(Excerpts from annotation records)

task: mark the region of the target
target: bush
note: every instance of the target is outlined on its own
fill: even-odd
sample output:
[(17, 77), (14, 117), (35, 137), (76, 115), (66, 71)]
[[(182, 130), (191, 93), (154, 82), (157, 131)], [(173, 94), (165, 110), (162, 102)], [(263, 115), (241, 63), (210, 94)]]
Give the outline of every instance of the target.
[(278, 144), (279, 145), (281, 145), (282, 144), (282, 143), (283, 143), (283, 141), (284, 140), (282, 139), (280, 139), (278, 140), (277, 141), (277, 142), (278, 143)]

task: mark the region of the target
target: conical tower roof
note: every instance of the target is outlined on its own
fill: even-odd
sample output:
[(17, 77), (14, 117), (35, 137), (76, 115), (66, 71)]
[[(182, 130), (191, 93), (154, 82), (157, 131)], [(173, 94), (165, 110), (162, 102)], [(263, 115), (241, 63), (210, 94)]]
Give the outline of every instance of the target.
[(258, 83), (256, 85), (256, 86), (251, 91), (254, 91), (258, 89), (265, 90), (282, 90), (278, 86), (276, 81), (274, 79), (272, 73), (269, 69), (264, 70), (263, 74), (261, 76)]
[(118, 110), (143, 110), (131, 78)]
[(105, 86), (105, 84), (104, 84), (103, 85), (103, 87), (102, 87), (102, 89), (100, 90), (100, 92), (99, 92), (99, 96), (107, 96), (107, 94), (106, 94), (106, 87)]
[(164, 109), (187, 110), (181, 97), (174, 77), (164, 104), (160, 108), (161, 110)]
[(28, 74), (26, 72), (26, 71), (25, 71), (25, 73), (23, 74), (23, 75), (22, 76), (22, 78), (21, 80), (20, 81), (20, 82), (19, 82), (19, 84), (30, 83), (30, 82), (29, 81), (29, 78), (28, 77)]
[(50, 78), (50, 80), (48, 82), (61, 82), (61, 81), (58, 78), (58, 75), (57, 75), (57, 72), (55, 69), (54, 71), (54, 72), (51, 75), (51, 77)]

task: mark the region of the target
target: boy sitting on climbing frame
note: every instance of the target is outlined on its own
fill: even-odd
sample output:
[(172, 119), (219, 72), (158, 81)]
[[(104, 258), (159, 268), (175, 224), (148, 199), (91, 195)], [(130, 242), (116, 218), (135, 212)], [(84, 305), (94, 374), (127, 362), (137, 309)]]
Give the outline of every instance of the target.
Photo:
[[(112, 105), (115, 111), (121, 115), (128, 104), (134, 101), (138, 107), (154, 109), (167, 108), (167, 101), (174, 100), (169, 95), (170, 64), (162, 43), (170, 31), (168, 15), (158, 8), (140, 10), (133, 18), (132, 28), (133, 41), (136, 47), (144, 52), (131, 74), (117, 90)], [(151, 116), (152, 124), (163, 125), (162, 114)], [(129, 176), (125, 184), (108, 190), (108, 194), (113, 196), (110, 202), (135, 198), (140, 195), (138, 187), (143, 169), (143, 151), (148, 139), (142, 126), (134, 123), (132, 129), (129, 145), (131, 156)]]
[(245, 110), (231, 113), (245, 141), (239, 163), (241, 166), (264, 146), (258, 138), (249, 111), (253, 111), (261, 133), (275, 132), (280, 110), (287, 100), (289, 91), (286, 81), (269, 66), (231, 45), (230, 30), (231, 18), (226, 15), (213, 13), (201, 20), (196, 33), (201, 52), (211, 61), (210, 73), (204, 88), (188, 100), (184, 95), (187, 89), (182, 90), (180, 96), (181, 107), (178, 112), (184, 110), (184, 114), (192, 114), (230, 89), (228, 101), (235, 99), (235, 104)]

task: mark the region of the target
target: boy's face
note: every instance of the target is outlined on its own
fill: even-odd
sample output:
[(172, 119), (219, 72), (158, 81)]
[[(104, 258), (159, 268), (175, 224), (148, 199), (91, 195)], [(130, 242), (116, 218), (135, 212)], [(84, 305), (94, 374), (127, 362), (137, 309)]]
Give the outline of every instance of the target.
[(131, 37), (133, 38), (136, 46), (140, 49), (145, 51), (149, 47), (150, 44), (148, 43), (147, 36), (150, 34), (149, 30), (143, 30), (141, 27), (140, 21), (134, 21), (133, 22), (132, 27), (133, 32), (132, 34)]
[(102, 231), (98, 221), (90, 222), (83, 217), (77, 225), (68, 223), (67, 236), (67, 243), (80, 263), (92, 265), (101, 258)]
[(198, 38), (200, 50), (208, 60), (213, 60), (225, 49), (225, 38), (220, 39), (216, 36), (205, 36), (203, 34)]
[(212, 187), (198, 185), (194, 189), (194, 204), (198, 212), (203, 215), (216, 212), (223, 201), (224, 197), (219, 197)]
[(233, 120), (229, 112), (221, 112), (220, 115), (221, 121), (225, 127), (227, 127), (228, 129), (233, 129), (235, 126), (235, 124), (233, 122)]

What the task asks: Copy the material again, requests included, starting at the beginning and going on through the line containing "142), (278, 143)]". In the answer outlines only, multiply every coordinate by 0.25 and round it to a whole number, with halves rounded up. Leave the requests and their sample outputs unchanged, and give nothing beyond those lines.

The result:
task: mark the region of the target
target: bush
note: every instance of the target is outlined on its own
fill: even-odd
sample output:
[(17, 77), (14, 117), (35, 137), (76, 115), (66, 71)]
[[(182, 130), (191, 93), (154, 82), (157, 131)], [(173, 94), (165, 110), (162, 102)], [(263, 115), (241, 63), (210, 94)]]
Give the outline of every instance of the target.
[(70, 36), (70, 36), (70, 36), (71, 36), (71, 36), (71, 36), (71, 35), (71, 35), (71, 35), (70, 35), (70, 35), (69, 35), (69, 36), (70, 36)]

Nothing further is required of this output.